## Trecho da página
○ ○ ○ ○

“ENSAIO SOBRE A CEGUEIRA” REAFIRMA NOVAMENTE O TALENTO DE MEIRELLES.

Entra finalmente em cartaz um dos filmes mais comentados e esperados do ano: “Ensaio Sobre a Cegueira”, adaptação cinematográfica que Fernando Meirelles (“Cidade de Deus”) fez a partir do livro de José Saramago que muitos julgavam “infilmável”. Não era. Não só o filme foi aprovado pelo autor do livro, como o resultado final é dos mais intrigantes.

O clima é de fim de mundo, de hecatombe, seguindo aproximadamente a linha de “Filhos da Esperança” (coincidentemente, também com Julianne Moore) ou mesmo “Eu Sou a Lenda” (coincidentemente, também com Alice Braga). Porém, “Ensaio Sobre a Cegueira” traz um enorme, gigantesco diferencial sobre os citados: ele não é uma mera ficção sobre o fim dos tempos, mas sim um tratado sobre a própria condição do ser humano.

○ ○ ○ ○

Dados de ancoragem de expressões referenciais
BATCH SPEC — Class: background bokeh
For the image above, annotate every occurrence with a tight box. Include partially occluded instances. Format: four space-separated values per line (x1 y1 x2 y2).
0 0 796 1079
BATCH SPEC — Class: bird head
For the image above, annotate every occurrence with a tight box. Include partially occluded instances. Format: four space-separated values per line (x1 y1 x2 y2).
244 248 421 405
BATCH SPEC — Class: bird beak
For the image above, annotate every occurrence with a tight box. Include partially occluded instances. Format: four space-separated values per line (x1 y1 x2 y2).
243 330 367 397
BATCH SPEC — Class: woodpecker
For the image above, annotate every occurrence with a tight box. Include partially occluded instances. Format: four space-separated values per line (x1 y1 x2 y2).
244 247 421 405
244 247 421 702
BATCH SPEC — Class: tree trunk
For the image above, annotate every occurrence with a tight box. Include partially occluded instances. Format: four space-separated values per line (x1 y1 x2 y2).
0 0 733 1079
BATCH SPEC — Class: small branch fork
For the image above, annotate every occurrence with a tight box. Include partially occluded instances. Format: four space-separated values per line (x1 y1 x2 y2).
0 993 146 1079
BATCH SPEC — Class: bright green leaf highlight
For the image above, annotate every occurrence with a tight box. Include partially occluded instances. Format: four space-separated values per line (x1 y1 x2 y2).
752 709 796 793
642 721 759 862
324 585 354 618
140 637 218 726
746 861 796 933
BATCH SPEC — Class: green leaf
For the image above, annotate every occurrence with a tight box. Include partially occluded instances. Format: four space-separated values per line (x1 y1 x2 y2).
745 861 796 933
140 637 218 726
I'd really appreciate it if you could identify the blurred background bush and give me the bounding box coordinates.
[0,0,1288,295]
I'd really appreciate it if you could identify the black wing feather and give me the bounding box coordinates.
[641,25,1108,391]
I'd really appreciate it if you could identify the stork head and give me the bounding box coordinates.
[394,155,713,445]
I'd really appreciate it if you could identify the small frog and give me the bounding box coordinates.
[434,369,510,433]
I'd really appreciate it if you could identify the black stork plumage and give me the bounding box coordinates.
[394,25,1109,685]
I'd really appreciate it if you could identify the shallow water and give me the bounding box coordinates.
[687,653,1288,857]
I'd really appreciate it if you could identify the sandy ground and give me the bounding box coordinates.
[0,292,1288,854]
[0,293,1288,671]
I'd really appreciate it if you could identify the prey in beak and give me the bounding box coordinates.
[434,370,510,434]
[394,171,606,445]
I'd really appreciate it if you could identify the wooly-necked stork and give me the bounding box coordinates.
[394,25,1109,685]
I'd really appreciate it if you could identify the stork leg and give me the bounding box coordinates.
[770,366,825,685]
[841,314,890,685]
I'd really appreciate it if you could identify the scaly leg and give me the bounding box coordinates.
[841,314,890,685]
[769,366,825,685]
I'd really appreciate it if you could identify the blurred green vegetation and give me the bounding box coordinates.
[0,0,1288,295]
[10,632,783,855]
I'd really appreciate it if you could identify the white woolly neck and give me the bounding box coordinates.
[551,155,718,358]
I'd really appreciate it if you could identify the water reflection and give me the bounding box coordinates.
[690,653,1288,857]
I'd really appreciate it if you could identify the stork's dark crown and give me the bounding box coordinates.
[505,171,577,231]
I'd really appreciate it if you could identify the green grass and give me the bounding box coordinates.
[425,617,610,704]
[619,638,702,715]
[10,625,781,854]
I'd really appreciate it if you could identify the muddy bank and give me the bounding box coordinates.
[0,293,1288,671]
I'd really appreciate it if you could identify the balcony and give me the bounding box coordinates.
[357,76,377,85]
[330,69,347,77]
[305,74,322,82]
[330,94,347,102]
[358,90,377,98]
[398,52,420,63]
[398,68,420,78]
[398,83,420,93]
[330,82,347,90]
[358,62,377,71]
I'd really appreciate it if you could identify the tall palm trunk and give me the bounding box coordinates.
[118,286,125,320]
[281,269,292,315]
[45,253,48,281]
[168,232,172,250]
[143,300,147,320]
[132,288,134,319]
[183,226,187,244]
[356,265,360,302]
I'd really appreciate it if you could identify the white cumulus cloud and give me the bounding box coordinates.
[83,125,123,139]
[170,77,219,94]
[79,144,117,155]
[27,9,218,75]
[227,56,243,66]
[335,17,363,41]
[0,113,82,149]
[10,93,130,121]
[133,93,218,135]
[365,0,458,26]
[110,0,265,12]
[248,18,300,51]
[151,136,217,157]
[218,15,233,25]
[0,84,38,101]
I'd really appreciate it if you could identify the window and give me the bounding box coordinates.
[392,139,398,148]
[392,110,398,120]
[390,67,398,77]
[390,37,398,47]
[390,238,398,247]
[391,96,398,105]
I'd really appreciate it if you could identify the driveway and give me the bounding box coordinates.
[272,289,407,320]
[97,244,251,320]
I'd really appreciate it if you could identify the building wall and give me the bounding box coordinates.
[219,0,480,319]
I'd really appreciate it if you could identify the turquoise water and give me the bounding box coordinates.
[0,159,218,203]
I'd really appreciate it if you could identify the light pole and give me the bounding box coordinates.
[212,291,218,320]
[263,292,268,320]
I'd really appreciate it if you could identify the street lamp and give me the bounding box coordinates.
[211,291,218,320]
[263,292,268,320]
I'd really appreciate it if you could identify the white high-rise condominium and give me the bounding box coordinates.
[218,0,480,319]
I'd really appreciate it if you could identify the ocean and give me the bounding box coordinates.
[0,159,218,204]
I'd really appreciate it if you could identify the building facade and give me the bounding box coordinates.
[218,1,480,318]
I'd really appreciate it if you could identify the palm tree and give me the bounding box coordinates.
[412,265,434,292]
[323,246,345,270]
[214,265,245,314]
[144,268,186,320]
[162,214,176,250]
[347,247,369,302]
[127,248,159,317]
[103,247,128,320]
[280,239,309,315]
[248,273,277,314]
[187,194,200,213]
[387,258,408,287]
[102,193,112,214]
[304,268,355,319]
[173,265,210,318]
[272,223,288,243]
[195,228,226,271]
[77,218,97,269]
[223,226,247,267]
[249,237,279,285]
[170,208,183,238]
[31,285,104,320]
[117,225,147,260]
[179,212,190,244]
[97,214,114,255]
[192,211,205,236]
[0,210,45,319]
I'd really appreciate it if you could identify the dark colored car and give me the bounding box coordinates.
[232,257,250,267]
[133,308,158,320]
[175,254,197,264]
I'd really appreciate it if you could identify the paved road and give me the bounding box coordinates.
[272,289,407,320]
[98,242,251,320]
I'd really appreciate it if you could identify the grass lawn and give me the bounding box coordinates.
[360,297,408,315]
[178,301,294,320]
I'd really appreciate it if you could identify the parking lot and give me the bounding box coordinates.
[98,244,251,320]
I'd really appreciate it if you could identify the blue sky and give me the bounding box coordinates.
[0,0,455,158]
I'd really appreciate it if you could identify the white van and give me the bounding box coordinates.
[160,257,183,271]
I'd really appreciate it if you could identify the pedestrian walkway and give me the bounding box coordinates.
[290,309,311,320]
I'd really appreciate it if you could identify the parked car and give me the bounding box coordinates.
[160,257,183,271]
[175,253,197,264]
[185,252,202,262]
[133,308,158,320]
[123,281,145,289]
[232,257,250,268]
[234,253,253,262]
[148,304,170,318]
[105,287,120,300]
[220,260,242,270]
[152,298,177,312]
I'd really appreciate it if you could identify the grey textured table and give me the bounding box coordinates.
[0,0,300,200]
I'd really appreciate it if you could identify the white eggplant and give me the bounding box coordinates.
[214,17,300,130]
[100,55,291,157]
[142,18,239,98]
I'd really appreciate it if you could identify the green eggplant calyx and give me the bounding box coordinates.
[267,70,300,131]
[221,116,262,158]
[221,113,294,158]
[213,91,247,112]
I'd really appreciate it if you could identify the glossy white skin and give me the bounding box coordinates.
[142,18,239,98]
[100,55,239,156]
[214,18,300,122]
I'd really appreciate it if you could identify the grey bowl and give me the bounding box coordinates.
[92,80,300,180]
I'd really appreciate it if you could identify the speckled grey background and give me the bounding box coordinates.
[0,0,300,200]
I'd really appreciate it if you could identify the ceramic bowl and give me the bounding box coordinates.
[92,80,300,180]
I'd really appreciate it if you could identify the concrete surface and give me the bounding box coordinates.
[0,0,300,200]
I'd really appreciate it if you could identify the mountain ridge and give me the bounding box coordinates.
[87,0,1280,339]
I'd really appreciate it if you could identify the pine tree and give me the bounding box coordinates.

○ ○ ○ ○

Quais pessoas são citadas pelo nome na crítica sobre "Ensaio Sobre a Cegueira"? Os itens não têm relação com a crítica.

Fernando Meirelles, José Saramago, Julianne Moore e Alice Braga.